===== Text segment =====

"Getting rid of everything that doesn’t matter allows you to remember who you are. Simplicity doesn’t change who you are, it brings you back to who you are."

Monday, July 22, 2013

Torpedo's Away?

Well, not quite yet.

It had been 3 weeks since we'd pulled the Red Tropea "Torpedo" onions

I went out to the shed every weekend since then expecting to see moldy or rotting onions with all the rain we've been having but they're actually curing up pretty well.

How do I know?  Well, last year was my first year growing onions and since anyone can get lucky at least once, (ha) I goggled and found this nice tutorial that I used as a reminder.  I didn't follow her instructions exactly but found the reminder about a wet neck useful.

Just to be extra double checky sure, I grabbed 4 onions and decided to cook SM a breakfast frittata since we're both having a super busy work week.

I like these onions better than the HUGE Red Candy onions I grew last year.  These are more "meal sized" meaning I don't have half an onion sitting in the fridge waiting to be used another day.

I could tell that the outer "wrapper" was nicely dried. 

Typical onion smell so I slid on a pair of glasses and carefully chopped and fried them up.  I've found that glasses help keep the tears away and did you know that while washing your hands afterwards, if you take your soapy hands and rub them on your stainless steel sink (or pan) your hands don't smell like onions anymore?

===== Excerpted records =====

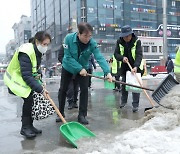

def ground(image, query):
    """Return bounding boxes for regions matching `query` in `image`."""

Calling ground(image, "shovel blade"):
[59,121,95,148]
[152,74,179,103]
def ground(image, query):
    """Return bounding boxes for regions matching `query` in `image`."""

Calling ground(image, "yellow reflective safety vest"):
[111,55,120,74]
[119,40,143,70]
[4,43,37,98]
[174,48,180,73]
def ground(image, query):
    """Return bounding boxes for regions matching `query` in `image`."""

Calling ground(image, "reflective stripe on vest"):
[119,40,143,70]
[4,43,37,98]
[111,55,120,74]
[174,49,180,73]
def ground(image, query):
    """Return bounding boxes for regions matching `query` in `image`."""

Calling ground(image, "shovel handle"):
[87,73,154,91]
[126,61,155,107]
[47,94,67,124]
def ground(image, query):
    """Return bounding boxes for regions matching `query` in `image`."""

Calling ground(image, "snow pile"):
[87,86,180,154]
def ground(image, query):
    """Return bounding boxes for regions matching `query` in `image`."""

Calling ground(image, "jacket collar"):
[73,32,92,45]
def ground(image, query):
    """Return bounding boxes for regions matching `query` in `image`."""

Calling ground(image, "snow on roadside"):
[87,85,180,154]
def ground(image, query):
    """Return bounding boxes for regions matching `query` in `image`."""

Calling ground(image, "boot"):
[31,118,42,134]
[56,113,65,122]
[20,117,36,138]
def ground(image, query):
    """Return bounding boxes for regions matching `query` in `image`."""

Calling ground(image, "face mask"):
[37,44,48,54]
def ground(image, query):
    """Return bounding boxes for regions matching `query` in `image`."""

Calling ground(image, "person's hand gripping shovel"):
[124,59,155,112]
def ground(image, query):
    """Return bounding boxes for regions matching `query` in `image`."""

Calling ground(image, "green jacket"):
[4,43,37,98]
[62,32,110,75]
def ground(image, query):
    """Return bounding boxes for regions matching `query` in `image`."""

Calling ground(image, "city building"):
[12,15,31,48]
[31,0,180,66]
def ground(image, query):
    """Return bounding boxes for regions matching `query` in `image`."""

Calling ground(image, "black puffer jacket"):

=====

Carry on the blog post about curing Red Tropea onions, picking up after its final sentence.

| Exercise output |
This is a mostly egg white omelet.  SM has to watch his cholesterol so I only use a few egg yolks.  The rest is egg whites.  Turkey sausage, yellow and red bell peppers along with onions and mushrooms.  Under the broiler with some cheese on top and "Oh, YUM."

Deb and I split the cost of the purchase of the onion sets but Deb wanted me to grow them since I had more room so after breakfast I went out to cut off the tops and roots and divide the spoils up. 

I started snipping back the dried up leaves and saw that while some of them are dried up, others are still wet at the neck once I cut them.  I finished trimming all the leaves off but left them on the screen.  I'm going to let them dry another week or so before sending them on their way.

Mine will go into a paper bag to hang out in the house since it's so hot and humid out in the garage.  (No basement.)  I've also promised the ladies at work some so I don't expect these will stick around long enough to worry about rotting.

Deb says she plans on chopping and freezing hers up.  She did this last year and it worked well for her.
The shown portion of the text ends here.